Arts & Events

Book Review: Dancing With Dynamite

By Conn Hallinan
Tuesday December 14, 2010 - 11:28:00 AM

Dancing With Dynamite: Social Movements and States in Latin America

By Benjamin Dangl, AK Press, 2010, $15.95

Dynamite is dangerous stuff. Drop it and you visit the clouds. Misuse it and you might just to blow up the neighborhood. Which is why Benjamin Dangl’s use of the word in the title of his book on Latin America’s leftish surge is so apt. Social movements can be explosive. 

In “Dancing,” Dangl—founder of “Upside Down World.org,” long-time reporter, and the author of “The Price of Fire”—examines the relationship between popular movements and the leftist governments they helped put into place. 

It is a daunting task for a 175-page book, but Dangl manages to fill it with on-the-spot reporting and historical background in a way that avoids an academic treatise, on the one hand, and an anecdotal travelogue, on the other. 

One of Dangl’s strong points is his experience in the region and his contact with landless groups in Uruguay, factory workers in Argentina, and indigenous groups in Bolivia and Ecuador. Through Dangl, people talk about issues of land reform, local political power, pesticide use, and the relationship between social activism and governance.

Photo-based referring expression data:
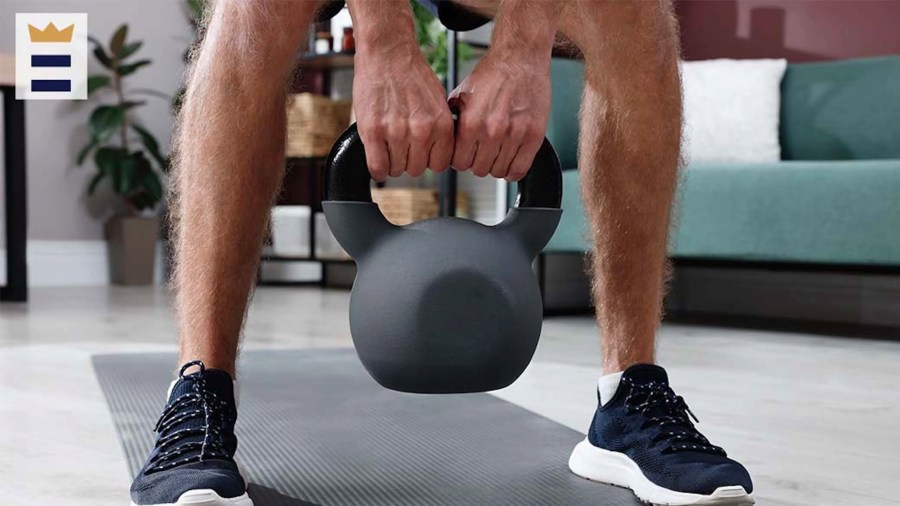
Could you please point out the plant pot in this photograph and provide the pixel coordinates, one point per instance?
(131, 242)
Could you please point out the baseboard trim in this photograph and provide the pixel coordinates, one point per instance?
(69, 263)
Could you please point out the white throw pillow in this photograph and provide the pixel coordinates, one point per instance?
(731, 110)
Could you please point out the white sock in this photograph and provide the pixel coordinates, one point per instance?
(607, 386)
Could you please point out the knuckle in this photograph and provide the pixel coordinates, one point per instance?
(496, 128)
(420, 129)
(534, 131)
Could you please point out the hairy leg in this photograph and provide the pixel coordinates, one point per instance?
(628, 158)
(230, 152)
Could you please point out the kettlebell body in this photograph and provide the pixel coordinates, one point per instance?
(445, 305)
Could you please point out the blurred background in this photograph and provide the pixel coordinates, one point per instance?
(784, 307)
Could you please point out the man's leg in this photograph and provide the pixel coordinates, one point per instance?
(230, 155)
(642, 436)
(628, 159)
(230, 160)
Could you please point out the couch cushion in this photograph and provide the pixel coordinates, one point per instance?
(838, 212)
(843, 110)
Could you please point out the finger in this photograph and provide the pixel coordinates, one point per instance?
(504, 159)
(417, 158)
(467, 135)
(376, 151)
(442, 148)
(398, 152)
(484, 157)
(524, 157)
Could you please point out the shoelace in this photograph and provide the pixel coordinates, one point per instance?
(662, 408)
(202, 403)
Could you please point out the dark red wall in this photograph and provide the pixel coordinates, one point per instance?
(799, 30)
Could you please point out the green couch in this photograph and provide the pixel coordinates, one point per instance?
(834, 199)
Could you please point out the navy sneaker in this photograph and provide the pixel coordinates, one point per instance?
(192, 462)
(644, 439)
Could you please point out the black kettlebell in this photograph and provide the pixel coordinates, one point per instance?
(444, 305)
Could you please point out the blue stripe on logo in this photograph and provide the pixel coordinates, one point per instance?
(51, 60)
(51, 85)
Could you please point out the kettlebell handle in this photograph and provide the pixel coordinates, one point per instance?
(347, 175)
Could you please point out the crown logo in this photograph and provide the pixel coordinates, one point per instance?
(51, 33)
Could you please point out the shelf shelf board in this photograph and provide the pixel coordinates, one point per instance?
(327, 61)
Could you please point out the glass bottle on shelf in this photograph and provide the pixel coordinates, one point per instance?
(324, 43)
(348, 43)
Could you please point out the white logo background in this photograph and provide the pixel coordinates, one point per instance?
(77, 49)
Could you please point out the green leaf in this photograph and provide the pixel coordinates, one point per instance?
(95, 181)
(129, 49)
(103, 58)
(96, 82)
(104, 122)
(125, 70)
(86, 150)
(152, 146)
(122, 170)
(196, 9)
(117, 42)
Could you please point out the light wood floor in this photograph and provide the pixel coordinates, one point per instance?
(814, 418)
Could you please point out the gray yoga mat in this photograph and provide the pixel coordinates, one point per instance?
(315, 429)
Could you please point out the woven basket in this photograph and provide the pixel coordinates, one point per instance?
(402, 206)
(314, 122)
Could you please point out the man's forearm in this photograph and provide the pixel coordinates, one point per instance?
(527, 27)
(382, 25)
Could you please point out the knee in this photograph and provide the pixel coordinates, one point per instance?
(259, 32)
(612, 33)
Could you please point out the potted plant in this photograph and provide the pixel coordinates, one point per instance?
(128, 159)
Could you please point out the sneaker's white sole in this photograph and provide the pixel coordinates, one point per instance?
(618, 469)
(206, 497)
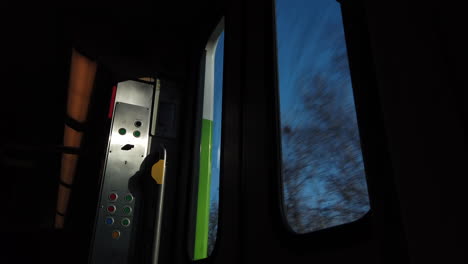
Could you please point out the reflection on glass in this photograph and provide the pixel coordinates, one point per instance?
(324, 183)
(216, 144)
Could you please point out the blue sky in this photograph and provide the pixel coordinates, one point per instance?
(217, 111)
(310, 41)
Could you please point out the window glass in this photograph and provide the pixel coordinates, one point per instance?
(216, 144)
(324, 182)
(208, 183)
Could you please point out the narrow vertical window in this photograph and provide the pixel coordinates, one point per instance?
(324, 183)
(210, 144)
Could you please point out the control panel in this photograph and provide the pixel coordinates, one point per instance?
(129, 139)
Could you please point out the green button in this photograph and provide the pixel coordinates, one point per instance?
(127, 210)
(128, 198)
(125, 222)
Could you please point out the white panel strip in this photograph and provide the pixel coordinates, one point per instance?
(210, 48)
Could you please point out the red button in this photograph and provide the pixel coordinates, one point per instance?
(110, 208)
(112, 196)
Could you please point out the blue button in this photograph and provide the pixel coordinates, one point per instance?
(109, 220)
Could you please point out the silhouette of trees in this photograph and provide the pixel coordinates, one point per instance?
(213, 225)
(323, 175)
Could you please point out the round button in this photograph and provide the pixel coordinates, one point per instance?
(111, 209)
(125, 222)
(109, 220)
(113, 197)
(127, 210)
(128, 198)
(115, 234)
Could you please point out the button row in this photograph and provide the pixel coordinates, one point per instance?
(125, 210)
(125, 222)
(114, 196)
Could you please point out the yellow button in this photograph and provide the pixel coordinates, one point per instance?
(115, 234)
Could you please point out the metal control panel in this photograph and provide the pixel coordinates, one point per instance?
(129, 138)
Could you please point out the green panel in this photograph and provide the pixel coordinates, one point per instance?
(203, 202)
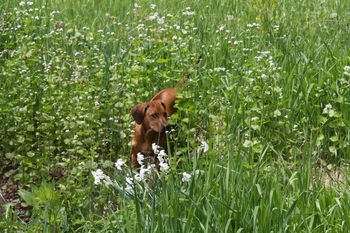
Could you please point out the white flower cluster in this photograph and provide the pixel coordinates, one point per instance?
(162, 157)
(100, 176)
(329, 110)
(219, 69)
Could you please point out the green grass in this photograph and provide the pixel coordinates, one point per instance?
(270, 97)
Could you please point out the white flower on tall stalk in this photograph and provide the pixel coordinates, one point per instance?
(247, 143)
(140, 158)
(221, 28)
(333, 15)
(144, 172)
(164, 167)
(218, 69)
(155, 148)
(100, 176)
(162, 156)
(204, 146)
(277, 113)
(347, 70)
(120, 164)
(186, 177)
(329, 110)
(161, 20)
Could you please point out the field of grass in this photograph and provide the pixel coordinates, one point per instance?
(270, 98)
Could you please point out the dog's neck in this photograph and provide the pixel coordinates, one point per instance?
(148, 138)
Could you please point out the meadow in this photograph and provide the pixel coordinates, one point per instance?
(260, 141)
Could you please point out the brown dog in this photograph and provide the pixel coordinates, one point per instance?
(151, 122)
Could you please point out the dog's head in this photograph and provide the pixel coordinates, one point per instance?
(153, 115)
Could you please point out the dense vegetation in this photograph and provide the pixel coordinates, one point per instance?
(270, 98)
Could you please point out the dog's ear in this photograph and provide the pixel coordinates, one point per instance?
(163, 105)
(138, 112)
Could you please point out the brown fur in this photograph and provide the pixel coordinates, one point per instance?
(151, 121)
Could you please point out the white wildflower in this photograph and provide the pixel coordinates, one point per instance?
(137, 177)
(253, 25)
(164, 167)
(188, 13)
(329, 110)
(247, 143)
(221, 28)
(186, 177)
(161, 20)
(144, 172)
(140, 158)
(218, 69)
(155, 148)
(119, 164)
(100, 176)
(162, 156)
(204, 146)
(277, 113)
(333, 15)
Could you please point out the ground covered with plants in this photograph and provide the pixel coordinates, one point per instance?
(260, 142)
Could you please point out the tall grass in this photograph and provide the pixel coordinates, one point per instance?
(270, 97)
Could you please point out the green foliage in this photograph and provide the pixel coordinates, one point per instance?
(270, 97)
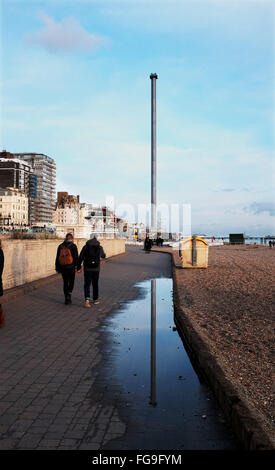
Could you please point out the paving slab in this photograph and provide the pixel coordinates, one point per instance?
(53, 368)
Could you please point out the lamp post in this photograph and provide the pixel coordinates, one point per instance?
(153, 78)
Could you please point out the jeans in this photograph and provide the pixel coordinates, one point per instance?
(91, 277)
(68, 280)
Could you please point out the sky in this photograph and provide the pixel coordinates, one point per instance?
(75, 86)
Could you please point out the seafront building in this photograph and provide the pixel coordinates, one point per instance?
(70, 216)
(85, 219)
(16, 174)
(13, 208)
(44, 187)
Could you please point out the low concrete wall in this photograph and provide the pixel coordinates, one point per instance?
(30, 260)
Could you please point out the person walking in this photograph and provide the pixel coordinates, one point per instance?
(2, 259)
(66, 264)
(90, 255)
(147, 244)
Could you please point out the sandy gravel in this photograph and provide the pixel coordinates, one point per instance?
(233, 303)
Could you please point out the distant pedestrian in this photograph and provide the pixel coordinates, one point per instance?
(90, 255)
(147, 243)
(2, 259)
(66, 264)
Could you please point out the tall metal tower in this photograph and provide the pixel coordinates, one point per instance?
(153, 78)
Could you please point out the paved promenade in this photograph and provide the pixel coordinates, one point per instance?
(50, 395)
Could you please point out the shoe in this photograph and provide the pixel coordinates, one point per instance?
(68, 299)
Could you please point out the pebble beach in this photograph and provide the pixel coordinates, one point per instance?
(232, 303)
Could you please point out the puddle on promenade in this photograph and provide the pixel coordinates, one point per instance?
(162, 400)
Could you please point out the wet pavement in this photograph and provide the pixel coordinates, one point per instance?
(102, 378)
(165, 405)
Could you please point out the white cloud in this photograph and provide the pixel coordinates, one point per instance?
(65, 36)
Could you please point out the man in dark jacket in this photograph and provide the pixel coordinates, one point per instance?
(147, 243)
(90, 255)
(66, 263)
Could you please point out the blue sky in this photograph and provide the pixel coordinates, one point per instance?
(75, 85)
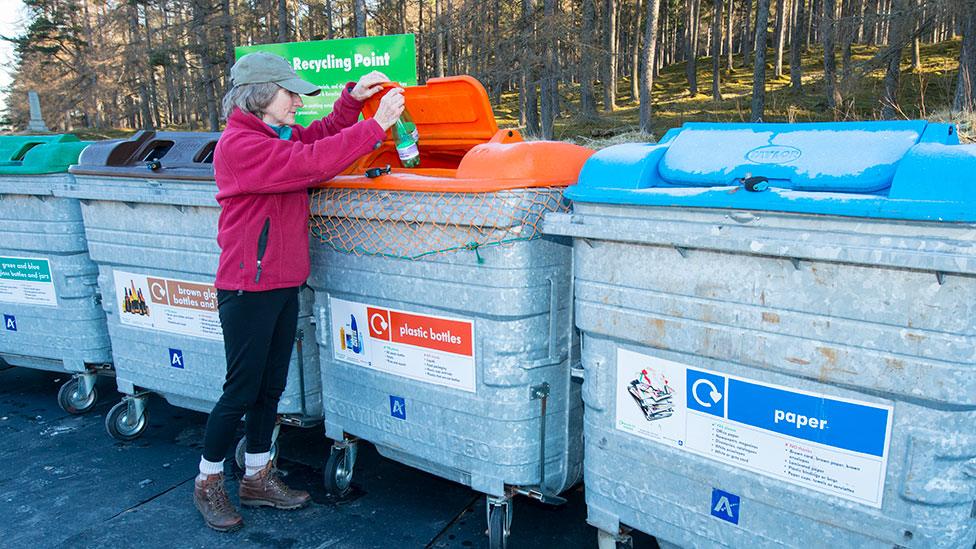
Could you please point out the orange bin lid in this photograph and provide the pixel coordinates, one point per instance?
(454, 114)
(453, 107)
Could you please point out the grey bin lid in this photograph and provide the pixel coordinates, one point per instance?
(150, 154)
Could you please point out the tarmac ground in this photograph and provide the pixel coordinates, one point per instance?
(67, 483)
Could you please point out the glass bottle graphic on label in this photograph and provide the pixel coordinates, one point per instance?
(405, 136)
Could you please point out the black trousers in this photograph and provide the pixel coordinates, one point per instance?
(259, 332)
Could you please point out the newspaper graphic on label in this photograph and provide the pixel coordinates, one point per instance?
(432, 349)
(835, 445)
(168, 305)
(27, 280)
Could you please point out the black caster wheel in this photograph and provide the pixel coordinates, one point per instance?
(498, 526)
(338, 473)
(117, 423)
(242, 447)
(71, 399)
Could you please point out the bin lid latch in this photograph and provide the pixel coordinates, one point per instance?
(754, 184)
(373, 173)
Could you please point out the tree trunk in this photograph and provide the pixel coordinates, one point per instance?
(827, 29)
(282, 20)
(728, 37)
(691, 67)
(846, 30)
(716, 49)
(527, 89)
(917, 41)
(227, 31)
(549, 80)
(635, 54)
(779, 37)
(897, 35)
(799, 38)
(359, 17)
(965, 98)
(137, 66)
(748, 43)
(610, 59)
(438, 40)
(207, 80)
(759, 67)
(648, 56)
(587, 98)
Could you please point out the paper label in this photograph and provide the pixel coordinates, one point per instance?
(27, 280)
(834, 445)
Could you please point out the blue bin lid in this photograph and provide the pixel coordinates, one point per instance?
(900, 169)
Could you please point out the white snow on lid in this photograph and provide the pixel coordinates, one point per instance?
(823, 153)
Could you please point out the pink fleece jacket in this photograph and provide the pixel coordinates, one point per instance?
(262, 186)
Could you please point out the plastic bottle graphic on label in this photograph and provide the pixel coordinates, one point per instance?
(354, 340)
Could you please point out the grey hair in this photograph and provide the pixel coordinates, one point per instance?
(252, 98)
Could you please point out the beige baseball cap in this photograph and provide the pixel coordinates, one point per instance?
(260, 67)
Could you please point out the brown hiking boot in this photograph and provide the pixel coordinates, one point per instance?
(267, 488)
(211, 500)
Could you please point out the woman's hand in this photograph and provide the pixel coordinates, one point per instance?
(391, 106)
(368, 85)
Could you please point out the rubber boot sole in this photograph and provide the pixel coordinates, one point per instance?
(266, 503)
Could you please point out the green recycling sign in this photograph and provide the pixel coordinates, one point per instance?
(330, 64)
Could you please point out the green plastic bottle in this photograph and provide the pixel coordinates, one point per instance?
(405, 136)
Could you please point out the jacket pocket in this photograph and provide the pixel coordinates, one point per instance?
(262, 246)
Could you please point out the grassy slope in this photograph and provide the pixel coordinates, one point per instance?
(673, 105)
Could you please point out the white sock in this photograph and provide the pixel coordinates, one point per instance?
(253, 463)
(209, 468)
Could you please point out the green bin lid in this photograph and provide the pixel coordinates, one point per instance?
(39, 154)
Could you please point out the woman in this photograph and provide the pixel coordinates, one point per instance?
(264, 165)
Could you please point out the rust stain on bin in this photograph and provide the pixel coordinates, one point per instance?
(894, 364)
(772, 318)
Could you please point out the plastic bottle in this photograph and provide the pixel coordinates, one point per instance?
(405, 137)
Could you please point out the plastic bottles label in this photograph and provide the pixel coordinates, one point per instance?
(408, 152)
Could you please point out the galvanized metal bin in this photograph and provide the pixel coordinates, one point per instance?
(791, 365)
(151, 220)
(49, 298)
(442, 312)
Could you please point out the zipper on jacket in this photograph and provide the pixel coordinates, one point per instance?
(262, 245)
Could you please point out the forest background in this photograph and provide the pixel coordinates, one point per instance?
(566, 69)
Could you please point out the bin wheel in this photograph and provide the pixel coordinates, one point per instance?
(241, 448)
(338, 472)
(117, 425)
(497, 527)
(71, 399)
(622, 540)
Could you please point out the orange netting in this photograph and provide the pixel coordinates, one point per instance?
(412, 225)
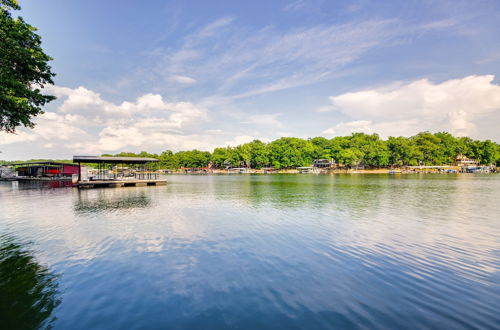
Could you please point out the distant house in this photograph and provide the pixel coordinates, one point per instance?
(462, 160)
(323, 163)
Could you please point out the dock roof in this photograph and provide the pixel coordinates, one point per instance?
(113, 160)
(46, 163)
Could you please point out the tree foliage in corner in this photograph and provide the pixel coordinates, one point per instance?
(24, 71)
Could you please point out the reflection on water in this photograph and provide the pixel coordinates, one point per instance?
(94, 200)
(277, 251)
(28, 290)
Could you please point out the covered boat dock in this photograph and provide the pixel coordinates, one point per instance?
(142, 172)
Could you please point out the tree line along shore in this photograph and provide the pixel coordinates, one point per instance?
(368, 150)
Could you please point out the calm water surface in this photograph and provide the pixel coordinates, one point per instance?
(255, 252)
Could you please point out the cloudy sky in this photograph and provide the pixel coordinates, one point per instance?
(157, 75)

Work order 1 →
From the book review above the data, copy out the passage from "By Conn Hallinan" up to and including "on the other.".
Work order 2 →
Answer these questions using the book review above the data:
(a) Which press published Dancing With Dynamite, and at what price?
(b) How many pages long is the book?
(c) In which two countries did Dangl have contact with indigenous groups?

Written response 1 →
By Conn Hallinan
Tuesday December 14, 2010 - 11:28:00 AM

Dancing With Dynamite: Social Movements and States in Latin America

By Benjamin Dangl, AK Press, 2010, $15.95

Dynamite is dangerous stuff. Drop it and you visit the clouds. Misuse it and you might just to blow up the neighborhood. Which is why Benjamin Dangl’s use of the word in the title of his book on Latin America’s leftish surge is so apt. Social movements can be explosive. 

In “Dancing,” Dangl—founder of “Upside Down World.org,” long-time reporter, and the author of “The Price of Fire”—examines the relationship between popular movements and the leftist governments they helped put into place. 

It is a daunting task for a 175-page book, but Dangl manages to fill it with on-the-spot reporting and historical background in a way that avoids an academic treatise, on the one hand, and an anecdotal travelogue, on the other.

Written response 2 →
(a) AK Press, at $15.95.
(b) 175 pages.
(c) Bolivia and Ecuador.